INSTRUCTION: Quote the listing below in its entirety.

SUPPLIED DATA:

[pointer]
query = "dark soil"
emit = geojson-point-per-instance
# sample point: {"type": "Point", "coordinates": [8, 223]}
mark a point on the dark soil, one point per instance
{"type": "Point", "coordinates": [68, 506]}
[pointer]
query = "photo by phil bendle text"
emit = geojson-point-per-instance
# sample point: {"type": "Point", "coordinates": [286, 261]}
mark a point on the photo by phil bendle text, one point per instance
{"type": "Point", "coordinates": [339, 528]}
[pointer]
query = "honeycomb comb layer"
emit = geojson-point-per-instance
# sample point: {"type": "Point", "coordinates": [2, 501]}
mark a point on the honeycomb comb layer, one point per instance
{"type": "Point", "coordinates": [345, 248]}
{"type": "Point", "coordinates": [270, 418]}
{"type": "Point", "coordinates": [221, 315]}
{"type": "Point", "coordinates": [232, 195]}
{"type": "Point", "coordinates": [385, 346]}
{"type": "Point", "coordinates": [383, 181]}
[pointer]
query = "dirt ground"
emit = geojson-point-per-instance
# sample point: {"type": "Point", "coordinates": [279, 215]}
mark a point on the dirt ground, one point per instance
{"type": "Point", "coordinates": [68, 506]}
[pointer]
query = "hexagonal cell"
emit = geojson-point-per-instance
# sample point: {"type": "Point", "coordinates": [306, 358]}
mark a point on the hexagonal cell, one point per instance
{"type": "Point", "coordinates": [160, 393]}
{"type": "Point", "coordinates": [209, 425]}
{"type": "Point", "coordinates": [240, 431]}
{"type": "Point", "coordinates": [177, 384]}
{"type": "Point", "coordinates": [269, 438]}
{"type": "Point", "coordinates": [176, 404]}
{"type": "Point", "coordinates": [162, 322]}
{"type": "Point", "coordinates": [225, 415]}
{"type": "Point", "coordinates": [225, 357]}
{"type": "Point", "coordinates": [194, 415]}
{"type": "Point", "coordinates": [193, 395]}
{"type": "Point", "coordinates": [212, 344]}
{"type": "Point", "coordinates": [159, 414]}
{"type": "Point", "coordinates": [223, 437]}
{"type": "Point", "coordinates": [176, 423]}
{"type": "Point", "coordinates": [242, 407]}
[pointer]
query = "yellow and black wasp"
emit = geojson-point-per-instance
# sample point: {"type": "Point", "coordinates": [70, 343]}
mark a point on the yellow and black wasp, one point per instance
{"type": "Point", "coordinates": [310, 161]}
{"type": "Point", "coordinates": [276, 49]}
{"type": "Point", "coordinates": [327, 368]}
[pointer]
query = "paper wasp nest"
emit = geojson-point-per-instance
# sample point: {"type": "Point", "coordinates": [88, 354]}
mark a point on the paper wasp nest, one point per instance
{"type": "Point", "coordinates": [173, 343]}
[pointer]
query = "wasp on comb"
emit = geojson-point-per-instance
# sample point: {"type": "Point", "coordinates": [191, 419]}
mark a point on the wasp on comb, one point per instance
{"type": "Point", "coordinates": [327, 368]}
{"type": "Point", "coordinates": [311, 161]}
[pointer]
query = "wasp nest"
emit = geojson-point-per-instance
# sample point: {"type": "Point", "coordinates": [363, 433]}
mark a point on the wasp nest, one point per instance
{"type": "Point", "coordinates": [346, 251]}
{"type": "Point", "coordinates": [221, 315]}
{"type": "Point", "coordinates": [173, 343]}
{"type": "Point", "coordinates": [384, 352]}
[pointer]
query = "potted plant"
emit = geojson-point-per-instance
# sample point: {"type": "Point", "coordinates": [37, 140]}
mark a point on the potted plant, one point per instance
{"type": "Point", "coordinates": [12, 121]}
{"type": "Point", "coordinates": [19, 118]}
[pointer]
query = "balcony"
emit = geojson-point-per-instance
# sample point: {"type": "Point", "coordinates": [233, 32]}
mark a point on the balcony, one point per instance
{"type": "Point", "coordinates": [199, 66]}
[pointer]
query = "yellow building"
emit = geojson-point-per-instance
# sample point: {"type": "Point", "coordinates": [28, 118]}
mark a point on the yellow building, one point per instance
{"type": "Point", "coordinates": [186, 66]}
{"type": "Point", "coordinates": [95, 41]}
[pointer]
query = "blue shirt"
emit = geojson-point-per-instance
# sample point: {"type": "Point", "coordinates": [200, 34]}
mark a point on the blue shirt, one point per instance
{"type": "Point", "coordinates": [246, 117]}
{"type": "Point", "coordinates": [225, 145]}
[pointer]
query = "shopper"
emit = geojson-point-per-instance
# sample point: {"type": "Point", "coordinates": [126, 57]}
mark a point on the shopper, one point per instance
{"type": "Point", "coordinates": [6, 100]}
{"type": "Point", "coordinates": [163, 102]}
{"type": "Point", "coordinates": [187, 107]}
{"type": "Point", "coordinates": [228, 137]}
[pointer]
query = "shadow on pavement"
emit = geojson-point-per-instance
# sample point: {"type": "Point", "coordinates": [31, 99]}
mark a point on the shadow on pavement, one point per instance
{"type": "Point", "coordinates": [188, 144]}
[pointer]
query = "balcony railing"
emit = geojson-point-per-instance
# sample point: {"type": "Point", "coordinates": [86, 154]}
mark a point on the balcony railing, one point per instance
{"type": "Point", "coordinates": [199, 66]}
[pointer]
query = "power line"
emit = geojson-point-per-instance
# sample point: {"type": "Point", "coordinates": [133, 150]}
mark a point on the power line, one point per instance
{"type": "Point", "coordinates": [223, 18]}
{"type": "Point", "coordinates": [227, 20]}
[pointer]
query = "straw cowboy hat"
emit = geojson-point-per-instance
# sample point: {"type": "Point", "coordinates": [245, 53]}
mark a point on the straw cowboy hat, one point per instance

RESPONSE:
[pointer]
query = "dark soil"
emit = geojson-point-per-instance
# sample point: {"type": "Point", "coordinates": [8, 223]}
mark a point on the dark soil, one point per instance
{"type": "Point", "coordinates": [68, 506]}
[pointer]
query = "photo by phil bendle text"
emit = geojson-point-per-instance
# sample point: {"type": "Point", "coordinates": [286, 261]}
mark a point on the photo by phil bendle text, one point per instance
{"type": "Point", "coordinates": [339, 528]}
[pointer]
query = "honeycomb comb layer"
emit = geojson-point-per-instance
# sample point: {"type": "Point", "coordinates": [2, 501]}
mark a point on the honeycomb comb layer, one point per instance
{"type": "Point", "coordinates": [345, 248]}
{"type": "Point", "coordinates": [270, 418]}
{"type": "Point", "coordinates": [221, 315]}
{"type": "Point", "coordinates": [232, 195]}
{"type": "Point", "coordinates": [385, 346]}
{"type": "Point", "coordinates": [383, 181]}
[pointer]
query = "dirt ground"
emit = geojson-point-per-instance
# sample point: {"type": "Point", "coordinates": [279, 215]}
mark a point on the dirt ground, one point per instance
{"type": "Point", "coordinates": [68, 506]}
[pointer]
query = "hexagonal cell"
emit = geojson-point-per-instance
# sample point: {"type": "Point", "coordinates": [306, 358]}
mark a point on the hexagonal cell, one point per instance
{"type": "Point", "coordinates": [160, 393]}
{"type": "Point", "coordinates": [209, 425]}
{"type": "Point", "coordinates": [240, 431]}
{"type": "Point", "coordinates": [177, 384]}
{"type": "Point", "coordinates": [269, 438]}
{"type": "Point", "coordinates": [176, 404]}
{"type": "Point", "coordinates": [162, 322]}
{"type": "Point", "coordinates": [225, 415]}
{"type": "Point", "coordinates": [225, 357]}
{"type": "Point", "coordinates": [194, 415]}
{"type": "Point", "coordinates": [193, 395]}
{"type": "Point", "coordinates": [212, 344]}
{"type": "Point", "coordinates": [159, 414]}
{"type": "Point", "coordinates": [223, 437]}
{"type": "Point", "coordinates": [176, 423]}
{"type": "Point", "coordinates": [242, 407]}
[pointer]
query = "yellow and black wasp"
emit = geojson-point-per-instance
# sample point: {"type": "Point", "coordinates": [70, 343]}
mark a point on the yellow and black wasp, one point per instance
{"type": "Point", "coordinates": [310, 161]}
{"type": "Point", "coordinates": [276, 49]}
{"type": "Point", "coordinates": [327, 368]}
[pointer]
query = "paper wasp nest"
emit = geojson-point-per-instance
# sample point: {"type": "Point", "coordinates": [88, 354]}
mark a point on the paper wasp nest, one point per instance
{"type": "Point", "coordinates": [173, 343]}
[pointer]
query = "wasp on comb"
emit = geojson-point-per-instance
# sample point: {"type": "Point", "coordinates": [191, 419]}
mark a point on the wasp on comb, one point per instance
{"type": "Point", "coordinates": [327, 368]}
{"type": "Point", "coordinates": [311, 161]}
[pointer]
query = "wasp nest"
emit = geojson-point-per-instance
# sample point: {"type": "Point", "coordinates": [363, 433]}
mark a point on the wasp nest, one point per instance
{"type": "Point", "coordinates": [346, 251]}
{"type": "Point", "coordinates": [221, 315]}
{"type": "Point", "coordinates": [173, 343]}
{"type": "Point", "coordinates": [384, 352]}
[pointer]
query = "potted plant"
emit = geojson-point-per-instance
# sample point: {"type": "Point", "coordinates": [37, 140]}
mark a point on the potted plant, one point per instance
{"type": "Point", "coordinates": [12, 121]}
{"type": "Point", "coordinates": [19, 118]}
[pointer]
query = "balcony"
emit = geojson-point-per-instance
# sample point: {"type": "Point", "coordinates": [233, 32]}
mark a point on the balcony, one point per instance
{"type": "Point", "coordinates": [199, 66]}
[pointer]
query = "yellow building"
emit = geojson-point-per-instance
# sample point: {"type": "Point", "coordinates": [28, 118]}
mark a point on the yellow building, one point per instance
{"type": "Point", "coordinates": [186, 66]}
{"type": "Point", "coordinates": [95, 41]}
[pointer]
query = "blue shirt"
emit = geojson-point-per-instance
# sample point: {"type": "Point", "coordinates": [200, 34]}
mark a point on the blue shirt, one point per instance
{"type": "Point", "coordinates": [246, 117]}
{"type": "Point", "coordinates": [225, 145]}
[pointer]
query = "shopper"
emit = geojson-point-per-instance
# sample point: {"type": "Point", "coordinates": [126, 57]}
mark a point on the shopper, one point per instance
{"type": "Point", "coordinates": [6, 100]}
{"type": "Point", "coordinates": [163, 102]}
{"type": "Point", "coordinates": [187, 107]}
{"type": "Point", "coordinates": [228, 137]}
[pointer]
query = "shadow on pavement"
emit = geojson-point-per-instance
# sample point: {"type": "Point", "coordinates": [31, 99]}
mark a point on the shadow on pavement, one point per instance
{"type": "Point", "coordinates": [188, 144]}
[pointer]
query = "balcony railing"
emit = geojson-point-per-instance
# sample point: {"type": "Point", "coordinates": [86, 154]}
mark a point on the balcony railing, one point per instance
{"type": "Point", "coordinates": [199, 66]}
[pointer]
query = "power line"
emit = geojson-point-per-instance
# sample point: {"type": "Point", "coordinates": [133, 150]}
mark a point on the power line, one point per instance
{"type": "Point", "coordinates": [223, 18]}
{"type": "Point", "coordinates": [227, 20]}
[pointer]
query = "straw cowboy hat"
emit = geojson-point-per-instance
# sample point: {"type": "Point", "coordinates": [245, 53]}
mark a point on the straw cowboy hat, one point per instance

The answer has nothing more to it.